[START OF DATA TO PROCESS]
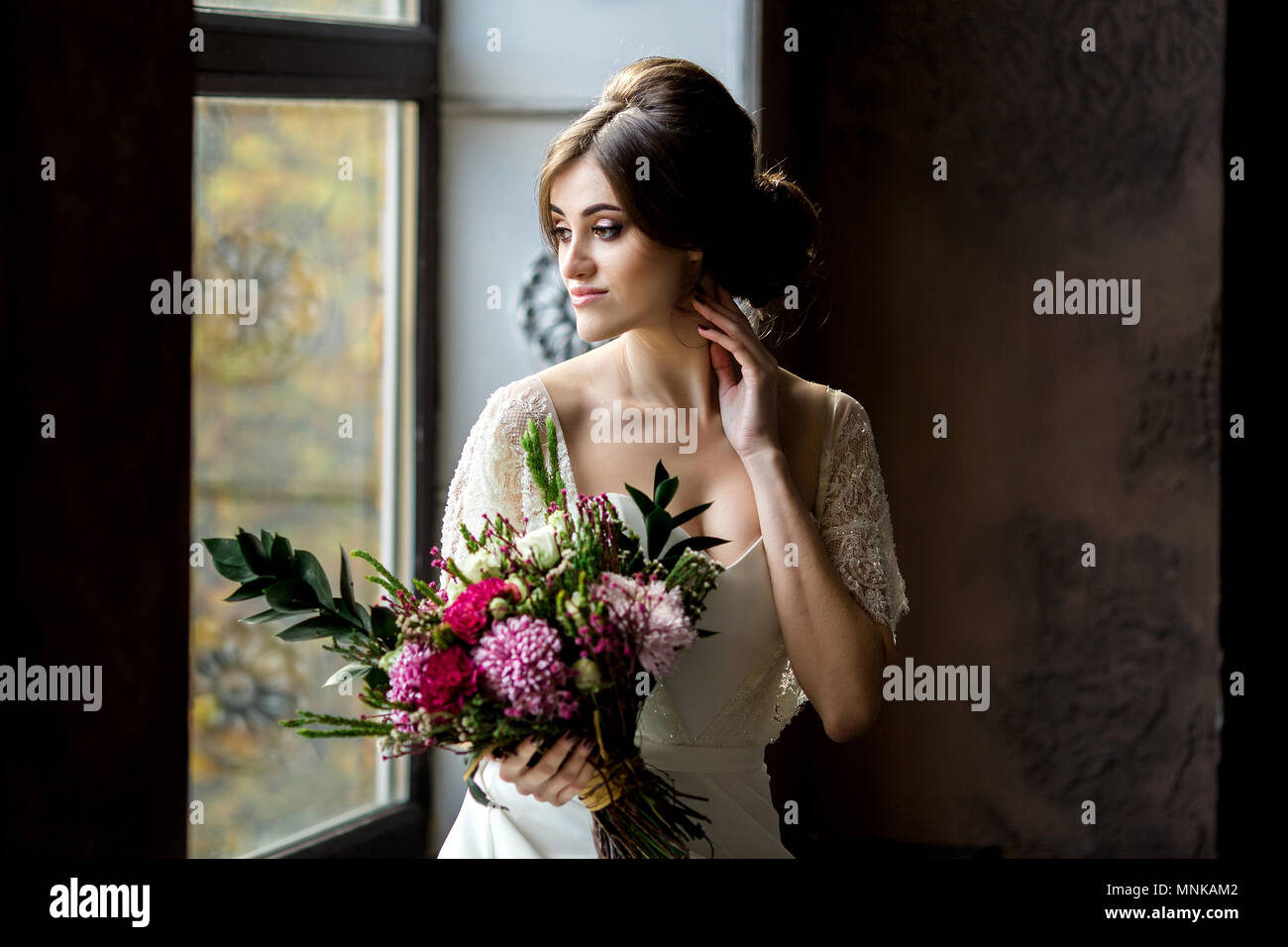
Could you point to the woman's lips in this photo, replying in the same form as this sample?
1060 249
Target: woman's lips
588 298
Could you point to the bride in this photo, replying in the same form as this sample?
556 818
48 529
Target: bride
652 204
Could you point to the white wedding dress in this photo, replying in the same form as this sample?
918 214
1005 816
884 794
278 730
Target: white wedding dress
730 694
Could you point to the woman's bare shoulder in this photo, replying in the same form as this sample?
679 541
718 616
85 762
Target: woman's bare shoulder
803 415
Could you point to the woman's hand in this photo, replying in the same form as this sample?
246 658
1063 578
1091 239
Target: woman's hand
562 775
748 399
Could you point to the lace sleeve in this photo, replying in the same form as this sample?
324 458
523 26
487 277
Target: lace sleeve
854 525
488 476
855 518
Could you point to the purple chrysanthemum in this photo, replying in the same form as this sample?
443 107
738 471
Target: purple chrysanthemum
518 663
652 616
430 680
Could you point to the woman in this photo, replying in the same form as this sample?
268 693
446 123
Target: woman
653 208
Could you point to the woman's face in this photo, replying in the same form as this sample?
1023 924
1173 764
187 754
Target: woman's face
642 281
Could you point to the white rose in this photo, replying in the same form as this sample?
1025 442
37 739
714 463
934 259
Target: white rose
541 544
558 521
482 564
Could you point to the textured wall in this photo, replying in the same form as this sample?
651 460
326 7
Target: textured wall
1063 429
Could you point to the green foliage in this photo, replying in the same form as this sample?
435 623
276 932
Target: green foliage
545 474
294 582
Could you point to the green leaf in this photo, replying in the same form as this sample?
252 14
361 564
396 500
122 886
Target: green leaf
253 589
228 560
384 629
261 617
347 583
657 526
658 474
254 553
643 501
351 671
312 573
291 596
480 795
321 626
665 491
282 557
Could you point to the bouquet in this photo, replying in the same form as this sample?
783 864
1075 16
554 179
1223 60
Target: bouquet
563 628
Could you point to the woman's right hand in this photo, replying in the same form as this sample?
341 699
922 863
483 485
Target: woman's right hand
562 774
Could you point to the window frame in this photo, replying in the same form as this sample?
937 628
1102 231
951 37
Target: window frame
282 56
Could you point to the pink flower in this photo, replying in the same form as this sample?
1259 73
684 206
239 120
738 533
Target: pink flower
518 663
468 613
652 616
437 681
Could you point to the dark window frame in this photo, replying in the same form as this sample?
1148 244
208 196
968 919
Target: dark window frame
277 56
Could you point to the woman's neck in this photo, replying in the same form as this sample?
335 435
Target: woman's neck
656 368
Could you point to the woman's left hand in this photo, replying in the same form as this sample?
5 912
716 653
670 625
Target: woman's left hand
748 399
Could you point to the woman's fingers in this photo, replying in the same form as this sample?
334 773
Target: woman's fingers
575 789
745 346
561 775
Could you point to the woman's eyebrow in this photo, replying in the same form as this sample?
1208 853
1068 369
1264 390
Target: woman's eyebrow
589 210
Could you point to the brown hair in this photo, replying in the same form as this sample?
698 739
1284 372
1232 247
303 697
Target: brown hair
758 231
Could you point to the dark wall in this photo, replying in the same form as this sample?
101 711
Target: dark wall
1063 429
98 567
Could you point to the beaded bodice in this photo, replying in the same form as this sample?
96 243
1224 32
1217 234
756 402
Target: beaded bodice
761 696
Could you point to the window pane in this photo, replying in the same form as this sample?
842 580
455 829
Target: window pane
397 12
294 429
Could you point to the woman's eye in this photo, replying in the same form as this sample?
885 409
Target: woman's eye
614 230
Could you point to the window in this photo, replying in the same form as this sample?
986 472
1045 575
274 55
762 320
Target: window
313 183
[END OF DATA TO PROCESS]
TO BE DONE = Omit the pictures, then output the rest of the listing exactly.

EXERCISE ANSWER =
Could you point to the woman's lips in this photo, replying in the same form as this sample?
1060 249
Target: woman's lips
588 298
Could you point to the bride in this photo, replying in the same form as this sample?
556 818
48 529
Target: bride
652 204
Could you point to the white wedding dress in this photo, replying in the same form as this sample?
918 214
1005 816
884 794
278 730
Target: white wedding dress
730 694
Could you point to the woman's bare shoulder in this photo, replying in the same form as this sample?
679 541
718 616
85 762
Target: woman's bare shoulder
803 415
Could you point to the woman's hand in this photo, replying in the same form as this sample?
246 658
1063 578
1091 239
Target: woman's hand
562 775
748 399
Could you point to the lace sleeve in this photo, replying in the same form as this sample?
324 458
523 26
487 277
Target: lace sleeve
854 525
488 476
855 518
Could you point to the purple chrysanthemum in this photo, replying in the same form as this sample?
443 107
738 471
Target: purple chrysanthemum
518 663
652 616
430 680
Could you point to the woman in this photo, replying in the same form as this sample?
268 693
446 123
Target: woman
653 208
Could you point to the woman's face in this photo, replying in the same form as this sample?
1023 924
1173 764
187 754
Target: woman's face
642 281
Could you point to the white rose in this photo, replying in the same form as this sample?
1025 442
37 739
714 463
934 259
Target: white rose
541 544
558 521
482 564
Could you point to the textured wall in this photo, replying in the same form as this sample?
651 460
326 7
Target: textured wall
1063 429
Could you point to the green foliage in this photo, replying in the same form as this sample?
435 623
276 932
Target: green foliage
545 474
294 582
Could you point to the green leaf in this photo, replying in the same form as this sample?
252 14
361 564
396 500
122 886
Target: green leaf
253 589
228 560
384 629
261 617
347 583
657 526
658 474
254 553
643 501
351 671
312 573
291 596
480 795
321 626
665 491
282 557
Could you point to the bouquet in this photo, replying in the same form as this sample?
783 864
1075 16
554 179
1223 60
Target: bouquet
563 628
Could you point to the woman's right hand in this photo, replying in the same form as this sample?
341 699
922 863
483 485
Target: woman's right hand
562 774
Could you point to the window frame in this photo, replying in the same form as this sample?
937 628
1102 231
951 37
Target: window frame
282 56
Could you point to the pink flower in this photo, replying in the same form as this sample?
1259 73
684 206
239 120
738 533
Target: pink flower
518 663
468 613
652 616
437 681
Could you point to the dark window frame in this photo, replying in the same form as this sample?
1148 244
208 196
968 919
Target: dark window frame
277 56
Could you point to the woman's neck in this photo, replying in the same form as this sample?
335 435
Target: woman's neck
656 368
Could you point to the woman's left hand in this photo, replying in the same form as this sample?
5 912
716 653
670 625
Target: woman's left hand
748 399
Could you point to the woman's fingers in this photo, replying in the same form as this sample?
334 773
Target: woman's fingers
575 789
745 346
561 775
Could you point to the woman's eyebrow in this photo, replying in the same form as this sample?
1208 853
1068 369
1264 390
Target: woman's eyebrow
589 210
Could you point to the brown hair in this photo, replying in the same form as this sample?
698 739
1284 372
1232 247
303 697
Target: brown hair
758 231
Could you point to the dark wall in this photo, replying in the same form as this sample?
101 711
Target: dark wall
1063 429
98 567
Could you point to the beaded bodice in this photo, replying in the same form as this sample?
96 243
1224 32
1217 234
756 402
Target: beaded bodice
761 696
Could you point to the window pane in this photo, replying in the same form as this sample?
842 580
455 829
Target: window pane
397 12
294 429
Could you point to the woman's eye in this photo, replying in the same form as this sample?
885 409
Target: woman's eye
614 230
Could you point to the window in this photo, replying in the same form as this sample?
986 472
1045 575
274 55
762 320
Target: window
313 183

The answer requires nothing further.